Typically, the chunks returned from a query will be used in a subsequent call to an LLM to generate a final response to a question.

Using Documents in your Sidekick

Okay! Now that we have the fundamentals out of the way, we can show you how to add the ability to query a corpus of documents from your Sidekick. Fortunately, it's very easy, once you have the corpus built.

Step 1: Create a Sidekick

You've already done this, we hope, as part of the Quickstart.

Step 2: Create a FixieCorpus

You can directly query a corpus from an AI.JSX app using the FixieCorpus class to query the corpus, and a <DocsQA> element in AI.JSX to use the results of the corpus query to answer a question. Here is a simple example of a function that returns an AI.JSX component that queries a given corpus:

import { FixieCorpus } from 'ai-jsx/batteries/docs';

function DoCorpusQuery() {
const corpus = new FixieCorpus("44094d5a-f817-4c2e-a2a4-8f8a0c936d0f");
const question = 'What is a Fennec fox?'
const results = await corpus.search(query, { limit: 4 });
return (
<DocsQA question={question} corpus={corpus} chunkLimit={5} />
);

The fixie-sidekick-template example uses a slightly different approach, in which the FixieCorpus.createTool() method is used to provide a Tool to the AI.JSX <Sidekick> component to query the corpus. This is functionally the same as the use of <DocsQA> above.

WORK ORDER
From the page on querying documents from a Sidekick, extract the passage that begins at the words "Using Documents in" and stops after "of the Quickstart.", copying it word for word.

EXCERPTED RECORDS
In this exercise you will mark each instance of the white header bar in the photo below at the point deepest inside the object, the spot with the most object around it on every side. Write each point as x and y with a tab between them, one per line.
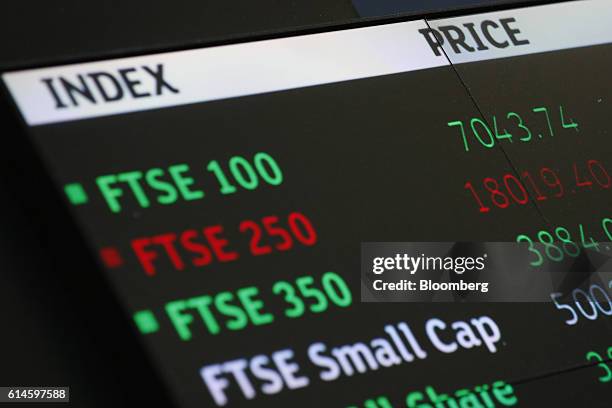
81	91
134	84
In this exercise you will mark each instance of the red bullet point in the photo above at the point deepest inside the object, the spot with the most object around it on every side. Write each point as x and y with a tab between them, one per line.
111	257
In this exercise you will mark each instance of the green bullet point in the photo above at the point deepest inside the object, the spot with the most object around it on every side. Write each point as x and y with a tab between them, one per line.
76	194
146	322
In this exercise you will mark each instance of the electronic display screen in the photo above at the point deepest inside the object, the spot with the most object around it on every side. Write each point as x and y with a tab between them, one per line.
227	191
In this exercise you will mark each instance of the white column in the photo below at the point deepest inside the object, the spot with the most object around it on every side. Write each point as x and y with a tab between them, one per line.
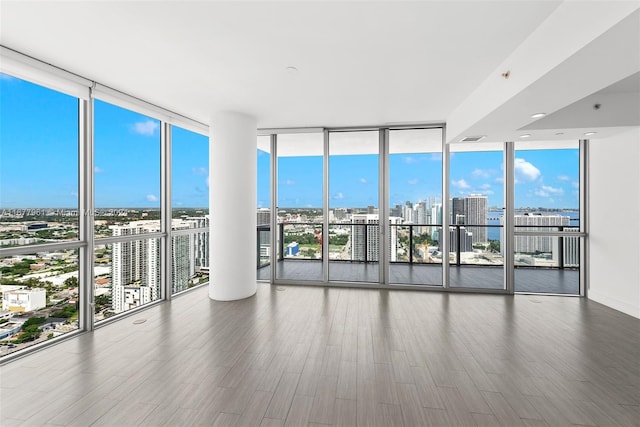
232	206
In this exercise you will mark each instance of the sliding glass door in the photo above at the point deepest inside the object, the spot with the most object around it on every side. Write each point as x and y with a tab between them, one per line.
547	217
415	206
299	210
476	202
354	215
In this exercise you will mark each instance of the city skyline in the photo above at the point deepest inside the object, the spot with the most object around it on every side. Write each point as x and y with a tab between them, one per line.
43	123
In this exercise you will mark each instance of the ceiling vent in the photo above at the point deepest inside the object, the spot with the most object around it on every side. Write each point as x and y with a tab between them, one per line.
472	138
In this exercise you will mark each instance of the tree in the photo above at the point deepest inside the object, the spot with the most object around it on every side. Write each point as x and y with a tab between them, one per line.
71	282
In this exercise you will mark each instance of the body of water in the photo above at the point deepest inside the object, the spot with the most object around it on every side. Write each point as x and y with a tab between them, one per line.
495	218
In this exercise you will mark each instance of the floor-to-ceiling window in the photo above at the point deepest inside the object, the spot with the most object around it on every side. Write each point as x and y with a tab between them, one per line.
127	209
299	209
263	204
547	217
189	209
415	206
476	202
39	214
355	242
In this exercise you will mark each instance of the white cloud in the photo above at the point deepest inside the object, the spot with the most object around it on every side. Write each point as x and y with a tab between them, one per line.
199	171
526	170
479	173
546	191
147	128
461	184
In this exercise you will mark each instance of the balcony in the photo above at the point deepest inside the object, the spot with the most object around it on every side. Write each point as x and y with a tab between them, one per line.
471	265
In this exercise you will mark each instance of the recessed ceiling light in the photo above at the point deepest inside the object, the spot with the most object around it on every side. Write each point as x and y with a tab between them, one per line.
473	138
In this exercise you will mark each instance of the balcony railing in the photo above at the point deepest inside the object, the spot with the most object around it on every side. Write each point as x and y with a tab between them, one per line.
420	244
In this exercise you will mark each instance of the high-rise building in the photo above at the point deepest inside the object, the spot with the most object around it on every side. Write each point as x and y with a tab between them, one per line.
135	269
471	211
365	237
436	221
464	239
475	213
539	244
263	216
457	211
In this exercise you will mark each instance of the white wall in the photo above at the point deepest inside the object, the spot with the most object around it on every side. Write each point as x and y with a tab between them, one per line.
614	234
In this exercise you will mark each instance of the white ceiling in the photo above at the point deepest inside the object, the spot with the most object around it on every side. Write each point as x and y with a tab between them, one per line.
359	62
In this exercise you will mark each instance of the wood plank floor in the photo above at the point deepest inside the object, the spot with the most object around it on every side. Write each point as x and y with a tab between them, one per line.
313	356
527	279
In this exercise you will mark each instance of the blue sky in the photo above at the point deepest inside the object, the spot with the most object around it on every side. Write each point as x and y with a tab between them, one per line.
39	162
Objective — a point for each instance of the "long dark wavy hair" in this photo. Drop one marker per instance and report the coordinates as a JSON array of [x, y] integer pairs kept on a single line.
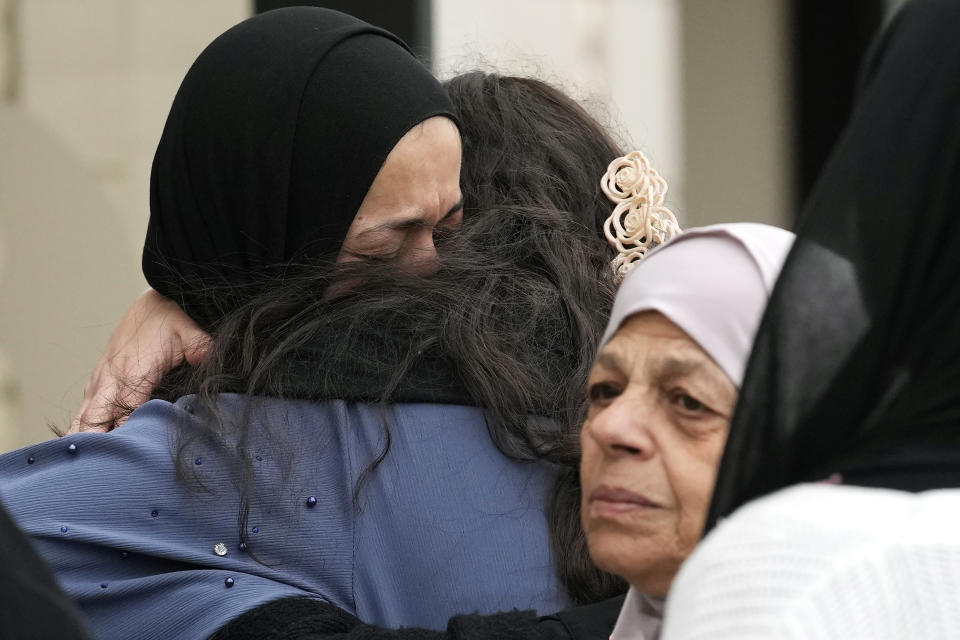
[[513, 316]]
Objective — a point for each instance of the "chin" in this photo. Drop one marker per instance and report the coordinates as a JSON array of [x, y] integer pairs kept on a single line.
[[620, 554]]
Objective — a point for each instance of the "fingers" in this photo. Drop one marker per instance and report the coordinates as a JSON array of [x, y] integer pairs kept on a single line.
[[153, 337]]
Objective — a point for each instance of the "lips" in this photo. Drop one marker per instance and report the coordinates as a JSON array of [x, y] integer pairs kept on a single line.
[[613, 500]]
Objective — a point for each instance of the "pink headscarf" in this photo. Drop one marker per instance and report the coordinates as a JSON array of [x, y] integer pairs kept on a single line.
[[712, 282]]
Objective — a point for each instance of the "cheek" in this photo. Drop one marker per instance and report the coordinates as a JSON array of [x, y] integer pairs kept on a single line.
[[692, 478]]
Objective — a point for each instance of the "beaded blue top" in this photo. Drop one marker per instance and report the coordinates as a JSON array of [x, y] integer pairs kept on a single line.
[[445, 525]]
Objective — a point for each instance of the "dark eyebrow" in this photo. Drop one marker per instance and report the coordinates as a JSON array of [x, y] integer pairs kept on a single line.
[[610, 361], [410, 223], [676, 367]]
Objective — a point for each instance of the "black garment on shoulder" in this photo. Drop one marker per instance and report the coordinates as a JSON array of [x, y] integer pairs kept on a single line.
[[308, 619], [856, 366]]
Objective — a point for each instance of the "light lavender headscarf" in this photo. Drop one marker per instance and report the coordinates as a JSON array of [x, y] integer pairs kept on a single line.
[[713, 282]]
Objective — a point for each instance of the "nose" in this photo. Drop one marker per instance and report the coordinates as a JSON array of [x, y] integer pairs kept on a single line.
[[622, 429]]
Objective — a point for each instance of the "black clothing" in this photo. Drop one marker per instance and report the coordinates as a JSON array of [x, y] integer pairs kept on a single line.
[[856, 366], [306, 619], [273, 140]]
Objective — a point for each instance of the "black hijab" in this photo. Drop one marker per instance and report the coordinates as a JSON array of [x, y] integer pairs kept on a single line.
[[856, 367], [272, 142]]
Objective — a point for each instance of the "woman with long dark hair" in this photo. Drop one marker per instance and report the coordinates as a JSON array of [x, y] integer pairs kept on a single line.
[[357, 431]]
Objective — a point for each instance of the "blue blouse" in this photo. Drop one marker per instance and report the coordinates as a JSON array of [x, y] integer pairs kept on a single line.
[[445, 525]]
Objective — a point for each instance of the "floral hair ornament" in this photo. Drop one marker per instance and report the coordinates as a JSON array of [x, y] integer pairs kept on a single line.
[[639, 221]]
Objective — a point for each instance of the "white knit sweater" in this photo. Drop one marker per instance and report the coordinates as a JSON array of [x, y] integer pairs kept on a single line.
[[824, 561]]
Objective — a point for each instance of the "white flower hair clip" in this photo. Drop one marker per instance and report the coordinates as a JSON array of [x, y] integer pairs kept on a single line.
[[639, 221]]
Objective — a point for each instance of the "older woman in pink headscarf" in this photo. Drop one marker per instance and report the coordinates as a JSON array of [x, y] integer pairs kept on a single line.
[[661, 392]]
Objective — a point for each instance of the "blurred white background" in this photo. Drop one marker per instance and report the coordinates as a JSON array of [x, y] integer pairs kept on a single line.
[[700, 85]]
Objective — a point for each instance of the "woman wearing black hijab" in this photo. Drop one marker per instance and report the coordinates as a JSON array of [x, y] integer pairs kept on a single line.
[[853, 389], [855, 369], [301, 141]]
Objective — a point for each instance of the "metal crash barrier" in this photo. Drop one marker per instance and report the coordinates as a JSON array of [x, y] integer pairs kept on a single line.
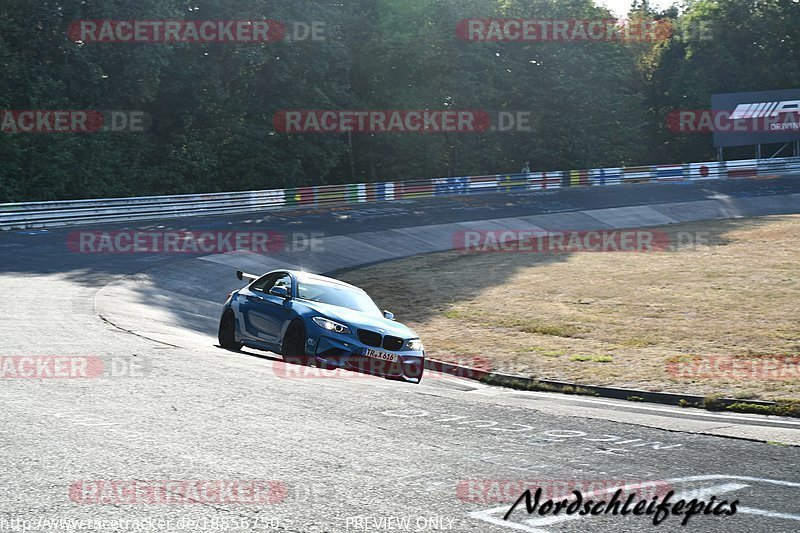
[[63, 213]]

EXERCISE ANSWER
Using Documents in your Sidekick

Okay! Now that we have the fundamentals out of the way, we can show you how to add the ability to query a corpus of documents from your Sidekick. Fortunately, it's very easy, once you have the corpus built.

Step 1: Create a Sidekick

You've already done this, we hope, as part of the Quickstart.